The remote control war

April 4, 2013

Eric Ruder provides the facts about the new weapon of choice for the U.S. war machine--and documents the deadly impact of drones in conflicts around the globe.

ANTIWAR ACTIVISTS are planning actions in April to focus attention on a dark and deadly corner of U.S. military operations: The Pentagon's and the CIA's massively scaled-up use of drone aircraft around the world.

In 2000, the Pentagon had less than 50 drones. Ten years later, that number is 7,500--an increase of 15,000 percent. In 2003, the U.S. Air Force was flying a handful of round-the-clock drone patrols every day. By 2010, that number had reached 40.

"By 2011, the Air Force was training more remote pilots than fighter and bomber pilots combined," explains Medea Benjamin in her book Drone Warfare: Killing by Remote Control. Benjamin cites Mark Maybury, chief scientist for the Air Force, who said in 2011, "Our number one manning problem in the Air Force is manning our unmanned platform."

The reasons for the explosion in the use of drones to wage wars around the world are obvious enough. Training drone pilots is faster, less grueling and cheaper compared to traditional pilots. It takes two years to prepare an Air Force recruit for deployment as a pilot, but only nine months to train a drone operator. And, of course, the consequences of drone operator error are no more than the price of the drone itself. As Benjamin writes:

An unmanned drone taxis toward takeoff
An unmanned drone taxis toward takeoff (Staff Sgt. Brian Ferguson | U.S. Air Force)

+===+

§ **Short problem A**: Please reproduce everything from "ANTIWAR ACTIVISTS are" down to "around the world." in the drone article word for word.
§ **Short problem B**: According to the drone article, how long does it take to train a drone operator?

+===+

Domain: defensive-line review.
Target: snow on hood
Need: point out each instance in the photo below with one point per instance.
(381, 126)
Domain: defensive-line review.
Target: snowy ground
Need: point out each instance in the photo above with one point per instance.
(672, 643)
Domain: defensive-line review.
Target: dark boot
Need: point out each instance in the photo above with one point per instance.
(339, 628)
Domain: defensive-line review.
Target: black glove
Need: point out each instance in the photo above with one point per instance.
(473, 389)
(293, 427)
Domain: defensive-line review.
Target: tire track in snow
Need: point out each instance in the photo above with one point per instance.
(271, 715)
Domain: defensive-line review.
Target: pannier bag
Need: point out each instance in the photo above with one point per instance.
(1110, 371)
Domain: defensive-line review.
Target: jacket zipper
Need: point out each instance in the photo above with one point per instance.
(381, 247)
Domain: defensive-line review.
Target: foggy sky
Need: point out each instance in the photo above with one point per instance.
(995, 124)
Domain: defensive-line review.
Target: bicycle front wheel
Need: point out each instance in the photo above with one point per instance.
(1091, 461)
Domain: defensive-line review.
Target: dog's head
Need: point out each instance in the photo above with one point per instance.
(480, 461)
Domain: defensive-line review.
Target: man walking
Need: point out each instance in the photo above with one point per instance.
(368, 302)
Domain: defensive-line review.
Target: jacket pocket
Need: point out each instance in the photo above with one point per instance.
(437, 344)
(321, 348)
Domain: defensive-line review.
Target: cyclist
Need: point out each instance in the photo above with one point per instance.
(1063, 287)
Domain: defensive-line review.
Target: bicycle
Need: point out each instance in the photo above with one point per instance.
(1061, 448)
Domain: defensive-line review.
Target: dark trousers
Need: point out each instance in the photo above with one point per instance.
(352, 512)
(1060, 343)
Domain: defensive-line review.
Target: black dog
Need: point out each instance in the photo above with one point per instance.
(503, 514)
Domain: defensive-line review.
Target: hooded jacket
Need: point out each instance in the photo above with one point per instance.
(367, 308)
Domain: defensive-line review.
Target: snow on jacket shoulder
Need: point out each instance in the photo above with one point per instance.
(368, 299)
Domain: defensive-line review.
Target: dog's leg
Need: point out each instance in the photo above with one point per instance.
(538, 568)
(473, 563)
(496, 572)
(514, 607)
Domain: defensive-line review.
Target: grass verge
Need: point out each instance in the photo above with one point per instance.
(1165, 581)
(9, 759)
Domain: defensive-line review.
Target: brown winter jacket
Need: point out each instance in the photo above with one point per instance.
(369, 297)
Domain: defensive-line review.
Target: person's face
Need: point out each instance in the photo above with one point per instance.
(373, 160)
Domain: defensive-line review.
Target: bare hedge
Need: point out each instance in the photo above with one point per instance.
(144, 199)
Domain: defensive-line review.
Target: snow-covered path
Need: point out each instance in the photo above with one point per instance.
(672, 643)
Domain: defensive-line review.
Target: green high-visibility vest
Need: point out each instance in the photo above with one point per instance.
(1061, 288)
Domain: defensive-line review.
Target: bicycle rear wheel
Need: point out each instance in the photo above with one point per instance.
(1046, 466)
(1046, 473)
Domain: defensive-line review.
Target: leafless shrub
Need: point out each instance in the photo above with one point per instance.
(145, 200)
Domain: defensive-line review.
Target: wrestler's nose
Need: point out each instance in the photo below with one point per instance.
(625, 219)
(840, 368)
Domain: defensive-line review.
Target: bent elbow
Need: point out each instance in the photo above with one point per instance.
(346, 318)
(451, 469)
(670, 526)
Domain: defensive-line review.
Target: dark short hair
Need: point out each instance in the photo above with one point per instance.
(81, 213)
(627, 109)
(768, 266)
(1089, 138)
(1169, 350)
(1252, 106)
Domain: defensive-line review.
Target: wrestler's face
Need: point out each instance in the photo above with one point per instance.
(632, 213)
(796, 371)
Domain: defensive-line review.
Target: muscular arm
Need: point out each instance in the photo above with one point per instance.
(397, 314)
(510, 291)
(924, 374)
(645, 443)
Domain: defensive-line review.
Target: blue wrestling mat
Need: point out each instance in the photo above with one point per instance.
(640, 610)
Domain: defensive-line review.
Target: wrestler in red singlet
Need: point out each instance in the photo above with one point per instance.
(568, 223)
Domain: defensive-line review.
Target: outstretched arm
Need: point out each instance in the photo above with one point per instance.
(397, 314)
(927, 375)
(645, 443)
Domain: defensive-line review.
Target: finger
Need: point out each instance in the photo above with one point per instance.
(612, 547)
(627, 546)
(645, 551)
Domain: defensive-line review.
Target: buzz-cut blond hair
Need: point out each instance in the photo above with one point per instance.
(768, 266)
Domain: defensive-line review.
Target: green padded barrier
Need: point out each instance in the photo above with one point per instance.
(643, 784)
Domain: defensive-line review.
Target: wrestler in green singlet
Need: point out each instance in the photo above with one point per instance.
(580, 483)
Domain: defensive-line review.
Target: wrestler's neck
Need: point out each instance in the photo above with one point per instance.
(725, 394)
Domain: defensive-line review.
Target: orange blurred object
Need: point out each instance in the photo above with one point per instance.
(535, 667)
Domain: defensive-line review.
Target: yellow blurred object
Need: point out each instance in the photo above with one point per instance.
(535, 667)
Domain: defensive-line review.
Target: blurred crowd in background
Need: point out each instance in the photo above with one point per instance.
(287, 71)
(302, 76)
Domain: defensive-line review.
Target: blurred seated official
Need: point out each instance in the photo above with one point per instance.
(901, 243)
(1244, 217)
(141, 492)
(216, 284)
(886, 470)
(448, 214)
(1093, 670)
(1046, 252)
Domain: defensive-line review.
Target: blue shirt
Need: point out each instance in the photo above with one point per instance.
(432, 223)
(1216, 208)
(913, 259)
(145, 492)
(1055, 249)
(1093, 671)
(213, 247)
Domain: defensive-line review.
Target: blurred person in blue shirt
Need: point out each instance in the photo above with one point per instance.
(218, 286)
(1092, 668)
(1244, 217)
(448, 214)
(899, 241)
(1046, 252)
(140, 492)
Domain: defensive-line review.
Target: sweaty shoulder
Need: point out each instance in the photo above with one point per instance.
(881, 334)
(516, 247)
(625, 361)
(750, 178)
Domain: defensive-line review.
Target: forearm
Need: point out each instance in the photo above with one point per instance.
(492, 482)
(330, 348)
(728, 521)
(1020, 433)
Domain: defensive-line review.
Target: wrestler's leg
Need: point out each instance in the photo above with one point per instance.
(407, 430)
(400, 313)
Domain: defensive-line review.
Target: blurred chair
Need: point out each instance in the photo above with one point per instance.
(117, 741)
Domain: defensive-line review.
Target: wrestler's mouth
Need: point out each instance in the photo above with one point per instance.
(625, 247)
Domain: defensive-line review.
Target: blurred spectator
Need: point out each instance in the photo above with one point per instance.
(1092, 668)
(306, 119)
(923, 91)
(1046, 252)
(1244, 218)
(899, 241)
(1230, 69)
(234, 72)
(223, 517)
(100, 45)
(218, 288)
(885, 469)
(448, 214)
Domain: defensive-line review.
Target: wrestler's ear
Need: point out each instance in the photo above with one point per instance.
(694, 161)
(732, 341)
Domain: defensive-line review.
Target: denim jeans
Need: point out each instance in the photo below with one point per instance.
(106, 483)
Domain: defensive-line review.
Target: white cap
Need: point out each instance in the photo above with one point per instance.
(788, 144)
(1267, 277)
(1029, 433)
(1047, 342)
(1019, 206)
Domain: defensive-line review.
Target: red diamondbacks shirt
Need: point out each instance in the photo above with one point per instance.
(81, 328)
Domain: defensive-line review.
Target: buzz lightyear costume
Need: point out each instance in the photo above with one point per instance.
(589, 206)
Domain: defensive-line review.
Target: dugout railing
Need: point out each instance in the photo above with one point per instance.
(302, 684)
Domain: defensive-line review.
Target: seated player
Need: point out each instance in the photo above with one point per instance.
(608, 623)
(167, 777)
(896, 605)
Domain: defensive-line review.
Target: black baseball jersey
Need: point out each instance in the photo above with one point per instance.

+===+

§ **Task solution A**:
ANTIWAR ACTIVISTS are planning actions in April to focus attention on a dark and deadly corner of U.S. military operations: The Pentagon's and the CIA's massively scaled-up use of drone aircraft around the world.

§ **Task solution B**: Nine months.